AIM OF THE TASK: Copy out the data below with each "fresh line" swapped for "new line", leaving everything else unchanged.

+ + + + +

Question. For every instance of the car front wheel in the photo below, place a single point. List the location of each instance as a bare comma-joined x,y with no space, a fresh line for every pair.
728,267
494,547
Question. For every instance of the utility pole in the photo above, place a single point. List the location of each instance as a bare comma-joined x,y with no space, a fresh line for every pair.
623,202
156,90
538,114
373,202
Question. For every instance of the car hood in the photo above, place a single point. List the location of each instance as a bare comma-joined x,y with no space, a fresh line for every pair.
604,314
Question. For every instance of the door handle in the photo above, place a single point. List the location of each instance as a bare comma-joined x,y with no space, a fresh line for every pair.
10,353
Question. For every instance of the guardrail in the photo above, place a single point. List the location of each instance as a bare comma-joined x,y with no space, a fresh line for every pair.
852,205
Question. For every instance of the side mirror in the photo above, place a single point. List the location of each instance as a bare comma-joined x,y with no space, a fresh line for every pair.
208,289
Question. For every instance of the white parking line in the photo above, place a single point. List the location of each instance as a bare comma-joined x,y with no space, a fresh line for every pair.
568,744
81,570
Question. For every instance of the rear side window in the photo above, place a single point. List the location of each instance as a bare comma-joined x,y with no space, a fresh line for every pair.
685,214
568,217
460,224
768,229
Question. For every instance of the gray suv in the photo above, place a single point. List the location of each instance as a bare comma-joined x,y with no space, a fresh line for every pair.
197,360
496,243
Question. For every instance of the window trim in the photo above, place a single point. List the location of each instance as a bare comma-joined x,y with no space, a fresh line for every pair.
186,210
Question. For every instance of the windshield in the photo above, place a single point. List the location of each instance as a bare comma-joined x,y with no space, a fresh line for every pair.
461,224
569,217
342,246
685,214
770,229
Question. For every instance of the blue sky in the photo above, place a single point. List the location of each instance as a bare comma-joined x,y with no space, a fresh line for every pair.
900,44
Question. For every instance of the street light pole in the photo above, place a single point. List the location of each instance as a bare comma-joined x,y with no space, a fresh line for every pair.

+ + + + +

COMPLETE ANSWER:
Question. For every instance of the car front wheel in the photo below, place a single point. List the location of each instance as a bare comma-joined x,y with no space, a new line for every pair.
728,267
494,547
Question. For every instance of the utility pole in the photo above, place a single point. List the location of each instance as a bare comma-joined x,y with no space, a new line for every pair.
623,202
156,90
538,114
373,202
Question. For every instance of the car hood in the photo above, place a single point. List the location of each instance as a bare comma-joined x,y with no space, a new line for every pair.
604,314
Question. For every instance of the door handle in the photo above, place a single point. List the location of each instance as a bare comma-joined x,y with no space, a new line for every pair.
10,353
Question. For every instance of the guardrail in the photo above, place a single point. List the location of each instance as a bare comma-joined x,y with no space, a new line for every pair.
852,205
Question. For every instance of the side mirror in the photo above, place a single point. List the location of each instance as a bare comma-joined x,y with no space, a new line for every pair.
208,289
Question. For every instance of the white parking line in the photo above, place a single point. List the location of each instance as a bare comma-joined x,y with no space, a new line for every pair.
568,744
81,570
Question. For every instance of the rear side window in the photo above, place a single point. List the location of each instance as a bare comma-joined x,y with no space, a new line for every pair.
685,214
568,217
460,224
768,229
Question. For every instance of the gray suv in the photo above, place a single point. List the location of each instance as a bare comma-joined x,y with no space, a new line for every pair.
197,360
496,243
Question. For every instance of the window trim in the photo above, place a single point. List the location of each instance as a bare comma-joined x,y with no space, a new line for every pair.
186,210
Question. For every instance of the windshield in the photo above, place a single point. List the location of each instance as a bare comma-joined x,y with no space, a new line for every pair.
461,224
569,217
342,246
685,214
770,229
Question. For every instance of the blue sky in the photo above, place a single point. List the location of each instance as a bare comma-joined x,y with no space, a new line for every pair.
900,44
Question. For every instance of the street light pole in the photo above, place a single point. List the location of each instance as a bare comma-joined x,y with no space, a new line for every pair.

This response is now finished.